Below are records to transcribe exactly, without their pictures.

────────────────────────────────────────

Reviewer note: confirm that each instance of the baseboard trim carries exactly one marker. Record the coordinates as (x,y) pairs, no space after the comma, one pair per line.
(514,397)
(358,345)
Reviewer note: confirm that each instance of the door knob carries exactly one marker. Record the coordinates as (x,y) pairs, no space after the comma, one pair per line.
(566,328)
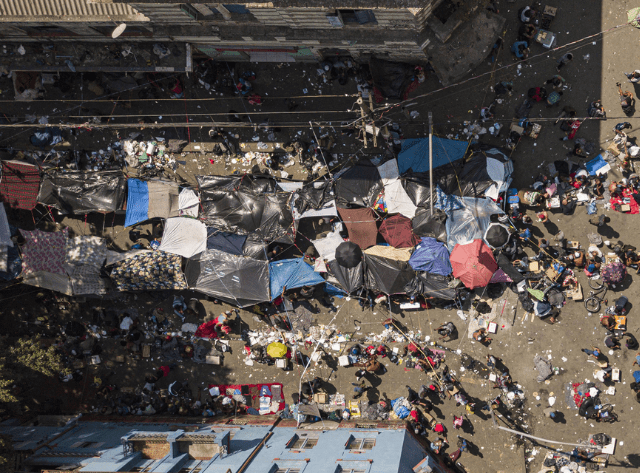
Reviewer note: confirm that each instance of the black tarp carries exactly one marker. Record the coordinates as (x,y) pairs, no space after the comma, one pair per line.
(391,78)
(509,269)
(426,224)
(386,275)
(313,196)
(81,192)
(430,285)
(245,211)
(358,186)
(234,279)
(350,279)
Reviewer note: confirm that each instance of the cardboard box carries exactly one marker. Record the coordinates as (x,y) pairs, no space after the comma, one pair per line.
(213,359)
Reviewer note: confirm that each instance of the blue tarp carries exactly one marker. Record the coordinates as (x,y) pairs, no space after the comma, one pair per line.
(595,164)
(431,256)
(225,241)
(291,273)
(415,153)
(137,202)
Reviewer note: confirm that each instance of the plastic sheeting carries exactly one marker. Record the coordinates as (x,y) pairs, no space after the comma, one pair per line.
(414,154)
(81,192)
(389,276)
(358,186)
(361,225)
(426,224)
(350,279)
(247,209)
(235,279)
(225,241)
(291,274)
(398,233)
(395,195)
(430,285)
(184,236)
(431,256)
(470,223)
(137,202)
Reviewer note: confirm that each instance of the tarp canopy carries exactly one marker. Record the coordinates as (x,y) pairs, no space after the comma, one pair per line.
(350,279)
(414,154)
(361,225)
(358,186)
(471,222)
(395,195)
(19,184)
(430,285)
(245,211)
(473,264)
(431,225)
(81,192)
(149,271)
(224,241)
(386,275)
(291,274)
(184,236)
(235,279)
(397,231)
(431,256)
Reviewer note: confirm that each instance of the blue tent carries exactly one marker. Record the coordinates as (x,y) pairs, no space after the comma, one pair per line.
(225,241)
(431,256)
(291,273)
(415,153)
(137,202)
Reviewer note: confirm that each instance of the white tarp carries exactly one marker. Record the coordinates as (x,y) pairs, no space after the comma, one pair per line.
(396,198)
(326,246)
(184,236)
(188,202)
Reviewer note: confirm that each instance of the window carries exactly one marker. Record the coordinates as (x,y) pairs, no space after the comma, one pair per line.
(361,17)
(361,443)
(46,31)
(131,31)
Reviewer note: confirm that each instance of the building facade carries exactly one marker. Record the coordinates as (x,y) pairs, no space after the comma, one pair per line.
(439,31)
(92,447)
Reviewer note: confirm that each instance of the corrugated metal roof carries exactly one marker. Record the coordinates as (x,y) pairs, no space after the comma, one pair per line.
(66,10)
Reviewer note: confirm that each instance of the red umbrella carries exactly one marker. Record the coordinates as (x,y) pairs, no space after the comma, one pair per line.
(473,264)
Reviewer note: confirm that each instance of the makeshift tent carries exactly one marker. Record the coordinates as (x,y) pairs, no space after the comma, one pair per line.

────────────────────────────────────────

> [SOLUTION TO THE EXERCISE]:
Reviewer note: confirm that each instance of the baseboard trim carries exactly one marker. Record the coordinates as (x,y) pairs, no space after the comma, one pair per line.
(514,397)
(358,345)
Reviewer note: confirm that each instance of the door knob carries exactly one marker. Record the coordinates as (x,y) pairs, no space after the comma, one pair per line.
(566,328)
Reviewer note: confirm that each instance of the black tarp carries exactly one marker. Record the coordinates as (x,y) pairs, no space after the comma, one pair per line.
(391,78)
(509,269)
(426,224)
(386,275)
(313,196)
(81,192)
(430,285)
(245,211)
(358,186)
(234,279)
(350,279)
Reviewer note: confirm that each instance of the cardboard box carries exactly one marker. Record the coordinates as (x,y) pairs, no space after the comma, one pair per line.
(213,359)
Reviewer note: confirm that each instance of the blue tarp carries exactly one marker. Record the coordinates as (x,y) pairs, no space after the comma, one pair per line.
(595,164)
(431,256)
(225,241)
(291,273)
(415,153)
(137,202)
Reviewer note: confirm that each instance of the plastic sheeting carries exactly one marker. Record the coordinates as (x,y) pairs, no space after the comma, one pair per line.
(414,154)
(81,192)
(389,276)
(358,186)
(361,225)
(426,224)
(350,279)
(247,209)
(235,279)
(225,241)
(291,274)
(398,233)
(395,195)
(430,285)
(184,236)
(431,256)
(470,223)
(137,202)
Reviewer note: confirm that each instance of the tarp canopy carries exactly one marker. Record the coordinates as (x,y) pairs, no space after the comma, one pair per line.
(350,279)
(414,154)
(361,225)
(358,186)
(471,222)
(395,195)
(19,184)
(430,285)
(245,211)
(473,264)
(431,225)
(81,192)
(149,271)
(224,241)
(386,275)
(291,274)
(184,236)
(235,279)
(397,231)
(431,256)
Reviewer note: confirm that each instance of the blue tent carries exactly one marker. Record the coordinates as (x,y) pairs, no space after the comma, one pair per line.
(225,241)
(431,256)
(291,273)
(415,153)
(137,202)
Reviewer note: confirm that each instance of the white tarp carries exactly one marker. Record the coordinates as (x,y) pairs, no space after the comma, one pair per line.
(396,198)
(326,246)
(184,236)
(188,202)
Reviewer note: confirm that each instance of the window carries exactly one marker. Record the coordinates as (x,y) pairs, no space after the comma, one pair per line.
(361,17)
(361,443)
(46,31)
(131,31)
Reviewer note: confirm that each instance of the building facade carries exactly one marker. Record the coordinates as (x,y) pairs, no space after the comma, one pair per line.
(439,31)
(92,447)
Reviewer note: confirm that each instance of the corrugated metal roof carries exactly one marker. Record the coordinates as (x,y) pairs, no space after the comma, one pair per line.
(66,10)
Reviewer note: confirm that each instance of the red umbrella carries exactly one marker. Record the coordinates as (x,y) pairs, no space after the comma, one pair per line.
(473,264)
Reviewer note: confirm that each instance of the makeshift tent carries exactly one marker. Record the coordinates as (x,y) pairs, no space after the comma, one pair per line.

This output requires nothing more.